Lay out the rows below as a numbered list with no blank lines, and leave the pictures out.

>> start

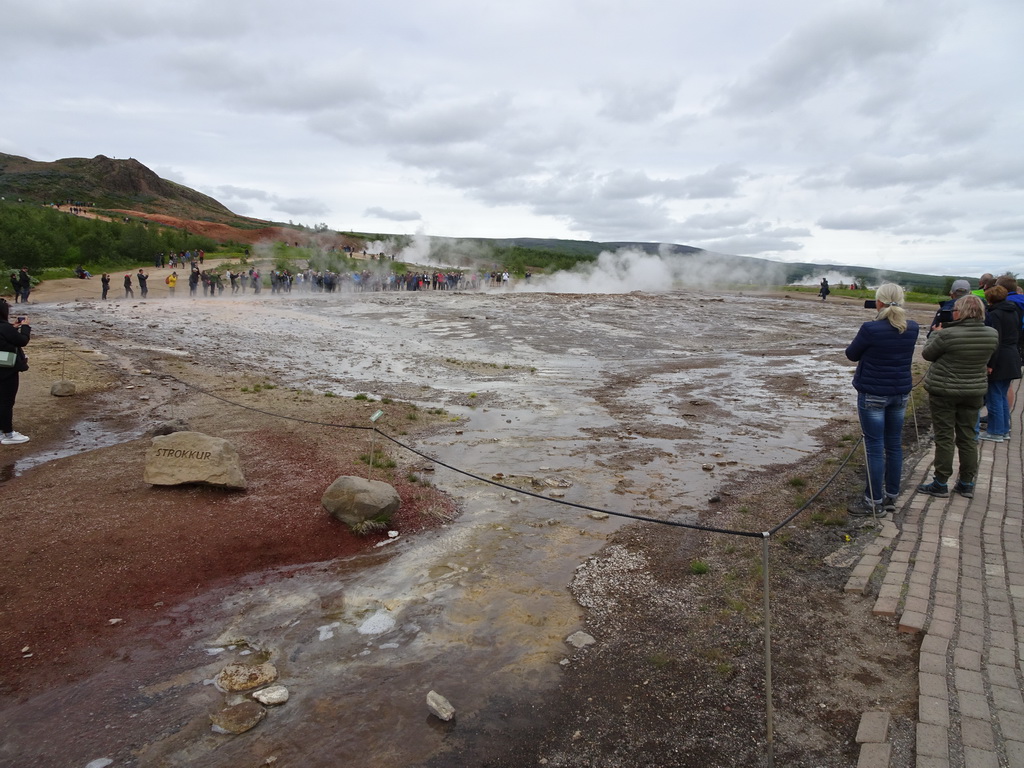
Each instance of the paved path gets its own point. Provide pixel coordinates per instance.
(955, 574)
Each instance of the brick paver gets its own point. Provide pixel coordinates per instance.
(954, 573)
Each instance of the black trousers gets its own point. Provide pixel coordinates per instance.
(8, 391)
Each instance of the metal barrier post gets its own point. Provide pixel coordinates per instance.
(769, 709)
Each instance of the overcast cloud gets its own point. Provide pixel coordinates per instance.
(876, 133)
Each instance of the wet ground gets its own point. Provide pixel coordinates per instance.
(649, 404)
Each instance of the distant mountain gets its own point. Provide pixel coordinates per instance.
(127, 186)
(108, 184)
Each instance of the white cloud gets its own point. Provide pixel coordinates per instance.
(878, 130)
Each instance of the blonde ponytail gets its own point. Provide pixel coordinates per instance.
(892, 296)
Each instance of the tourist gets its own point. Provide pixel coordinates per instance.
(883, 350)
(956, 383)
(1005, 365)
(12, 338)
(956, 290)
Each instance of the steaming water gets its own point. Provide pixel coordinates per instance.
(619, 399)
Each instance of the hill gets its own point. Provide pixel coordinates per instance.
(117, 189)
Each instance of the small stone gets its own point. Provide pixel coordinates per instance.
(439, 706)
(275, 694)
(239, 719)
(580, 639)
(62, 388)
(239, 677)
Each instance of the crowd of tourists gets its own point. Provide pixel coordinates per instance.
(975, 345)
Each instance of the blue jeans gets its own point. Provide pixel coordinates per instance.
(882, 424)
(998, 407)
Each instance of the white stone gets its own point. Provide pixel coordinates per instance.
(439, 706)
(580, 640)
(275, 694)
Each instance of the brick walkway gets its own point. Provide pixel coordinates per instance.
(955, 574)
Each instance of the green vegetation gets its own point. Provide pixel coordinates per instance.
(37, 238)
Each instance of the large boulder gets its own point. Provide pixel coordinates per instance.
(363, 505)
(193, 457)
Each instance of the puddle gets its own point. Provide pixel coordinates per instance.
(88, 434)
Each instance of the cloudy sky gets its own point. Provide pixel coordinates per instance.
(879, 133)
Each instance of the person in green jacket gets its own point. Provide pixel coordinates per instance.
(956, 383)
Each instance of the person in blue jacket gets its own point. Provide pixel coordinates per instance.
(883, 350)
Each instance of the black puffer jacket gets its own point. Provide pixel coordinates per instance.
(11, 340)
(1006, 361)
(960, 354)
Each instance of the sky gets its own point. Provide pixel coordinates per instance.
(884, 134)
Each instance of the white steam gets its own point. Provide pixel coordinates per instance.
(632, 269)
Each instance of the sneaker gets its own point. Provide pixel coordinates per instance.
(965, 488)
(934, 488)
(865, 508)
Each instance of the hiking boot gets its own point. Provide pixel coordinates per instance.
(865, 508)
(934, 488)
(965, 488)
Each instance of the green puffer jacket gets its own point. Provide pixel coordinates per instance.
(960, 355)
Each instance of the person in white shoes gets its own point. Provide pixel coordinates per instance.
(12, 361)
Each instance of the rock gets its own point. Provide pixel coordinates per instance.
(355, 501)
(580, 640)
(439, 706)
(238, 677)
(275, 694)
(62, 388)
(193, 457)
(240, 718)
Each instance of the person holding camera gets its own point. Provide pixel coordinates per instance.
(12, 363)
(1005, 365)
(956, 384)
(883, 350)
(958, 289)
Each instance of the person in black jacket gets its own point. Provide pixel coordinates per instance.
(1005, 365)
(883, 350)
(12, 338)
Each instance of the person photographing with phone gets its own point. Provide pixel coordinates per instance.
(883, 350)
(12, 361)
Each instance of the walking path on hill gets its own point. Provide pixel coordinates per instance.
(955, 573)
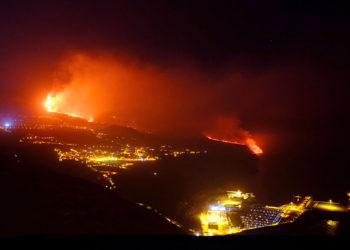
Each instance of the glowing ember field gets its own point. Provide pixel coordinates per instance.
(56, 103)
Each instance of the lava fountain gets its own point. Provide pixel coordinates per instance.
(54, 103)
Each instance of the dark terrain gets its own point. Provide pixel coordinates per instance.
(40, 197)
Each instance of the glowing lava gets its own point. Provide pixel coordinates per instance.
(249, 142)
(53, 102)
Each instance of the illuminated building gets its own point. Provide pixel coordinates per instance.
(240, 211)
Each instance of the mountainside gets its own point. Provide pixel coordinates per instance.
(39, 200)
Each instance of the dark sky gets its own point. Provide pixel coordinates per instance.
(279, 67)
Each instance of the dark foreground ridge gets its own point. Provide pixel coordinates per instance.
(37, 200)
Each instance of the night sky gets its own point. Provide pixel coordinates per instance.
(278, 69)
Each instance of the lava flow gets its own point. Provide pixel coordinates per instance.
(52, 105)
(249, 142)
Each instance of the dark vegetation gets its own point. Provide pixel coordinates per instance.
(39, 196)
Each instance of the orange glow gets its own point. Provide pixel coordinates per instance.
(227, 129)
(54, 103)
(253, 147)
(250, 142)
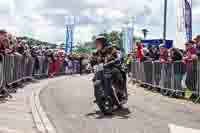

>> end

▶ **TASK RESPONSE**:
1. Each instance of the paved path gets its own point. Provide pixel coordinates per instance.
2. (955, 574)
3. Each instance of the brick paver gets its own point. Provide pixel coordinates per instance.
4. (954, 573)
5. Each instance of the black trousers gets its own point. Provide pixel coordinates per instance.
6. (8, 391)
7. Each instance of the metal barrier post gets its own point. Provide pixel coordinates per instance.
8. (769, 709)
9. Each instance of the overcast cloud gets its own point. Provide pixel coordinates per instance.
10. (876, 133)
11. Each instance of the wet ground gets its own point. Provide pixel coordinates per instance.
12. (649, 404)
13. Each instance of the distant mountain gets its own point. Provide pixel coordinates per instance.
14. (127, 186)
15. (108, 184)
16. Each instance of the white cloud gets its own point. Provide pixel coordinates per instance.
17. (878, 130)
18. Each instance of the blonde ponytail gets its own point. Provide pixel coordinates per instance.
19. (892, 296)
20. Each instance of the tourist gets its own point. Provide pixel coordinates per instance.
21. (883, 350)
22. (956, 383)
23. (1005, 365)
24. (12, 338)
25. (956, 290)
26. Each instance of the steaming water gets its own point. Provide pixel coordinates per instance.
27. (619, 399)
28. Each instance of the hill gets its own point. Provide pixel coordinates per instance.
29. (117, 189)
30. Each instance of the small stone gets its own point. Provide pixel coordinates per instance.
31. (439, 706)
32. (275, 694)
33. (239, 719)
34. (580, 639)
35. (62, 388)
36. (239, 677)
37. Each instance of the crowd of tourists gets its own point. Provide pixel coordinates per instance.
38. (975, 345)
39. Each instance of the blue jeans gets its own point. Provide pixel coordinates per instance.
40. (882, 424)
41. (998, 407)
42. Each instance of the white stone gets its own point. Provide pixel coordinates per instance.
43. (439, 706)
44. (580, 640)
45. (275, 694)
46. Each instance of the brick walkway gets its own point. Provide pixel coordinates per instance.
47. (955, 574)
48. Each instance of the green vegetation gets its own point. Provide pixel coordinates per instance.
49. (37, 238)
50. Each instance of the large boulder gets its own point. Provide pixel coordinates per instance.
51. (363, 505)
52. (193, 457)
53. Each instance of the puddle gets its own point. Provide pixel coordinates per instance.
54. (88, 434)
55. Each instance of the cloudy sky gets its own point. Provide pixel coordinates per instance.
56. (879, 133)
57. Each instance of the person in green jacket gets its own point. Provide pixel coordinates per instance.
58. (956, 383)
59. Each instance of the person in blue jacket gets its own point. Provide pixel coordinates per instance.
60. (883, 350)
61. Each instance of the black puffer jacket gets its own point. Provide pixel coordinates per instance.
62. (11, 340)
63. (1006, 361)
64. (960, 354)
65. Each instance of the sky gets its own point. Provide pixel coordinates per instance.
66. (884, 134)
67. Each instance of the white steam gets its own point. Provide pixel coordinates per instance.
68. (632, 269)
69. Each instance of the sneaker gets its own point. Provide pixel coordinates per instance.
70. (965, 488)
71. (934, 488)
72. (865, 508)
73. Each instance of the hiking boot gets its own point. Provide pixel coordinates per instance.
74. (865, 508)
75. (934, 488)
76. (965, 488)
77. Each instance of the green puffer jacket gets its own point. Provide pixel coordinates per instance.
78. (960, 355)
79. Each instance of the person in white shoes gets its own point. Provide pixel coordinates per instance.
80. (12, 361)
81. Each instance of the rock gets its own point. Provide pixel coordinates per instance.
82. (355, 501)
83. (580, 640)
84. (439, 706)
85. (238, 677)
86. (275, 694)
87. (62, 388)
88. (193, 457)
89. (240, 718)
90. Each instance of the person holding camera gets its own point. Provide pixel coordinates per instance.
91. (12, 363)
92. (1005, 365)
93. (956, 384)
94. (883, 350)
95. (958, 289)
96. Each instance of the person in black jacket gets its own point. Provide pixel coordinates per instance.
97. (1005, 365)
98. (883, 350)
99. (12, 338)
100. Each instance of the person photographing with phone gets its own point. Provide pixel coordinates per instance.
101. (883, 350)
102. (12, 361)
103. Each instance of the walking path on hill gets its own point. Provide pixel coordinates per instance.
104. (955, 573)
105. Each instance of the glowing ember field gets its own point. Provide pixel coordinates per instance.
106. (56, 103)
107. Each instance of the lava fountain gets its own point. Provide pixel coordinates per instance.
108. (54, 103)
109. Each instance of the dark terrain gets its own point. Provide pixel coordinates per instance.
110. (40, 197)
111. Each instance of the glowing lava gets its own point. Provide pixel coordinates per instance.
112. (249, 142)
113. (53, 102)
114. Each instance of the illuminated building gets its own point. Provide pixel coordinates per instance.
115. (240, 211)
116. Each instance of the mountainside gets its own point. Provide pixel coordinates per instance.
117. (39, 200)
118. Each instance of the dark sky gets its own point. Provide pixel coordinates per instance.
119. (279, 67)
120. Each instance of the dark foreground ridge gets its own point. Provide pixel coordinates per instance.
121. (37, 200)
122. Each instance of the night sky gets its own point. Provide pixel coordinates per instance.
123. (278, 69)
124. Each instance of the lava flow gets its own point. Provide pixel coordinates per instance.
125. (52, 105)
126. (249, 142)
127. Each instance of the dark vegetation gets its own point. Provide pixel coordinates per instance.
128. (39, 196)
129. Each instance of the orange glow gets its own point. Provide pixel coordinates per instance.
130. (227, 129)
131. (54, 103)
132. (253, 147)
133. (250, 142)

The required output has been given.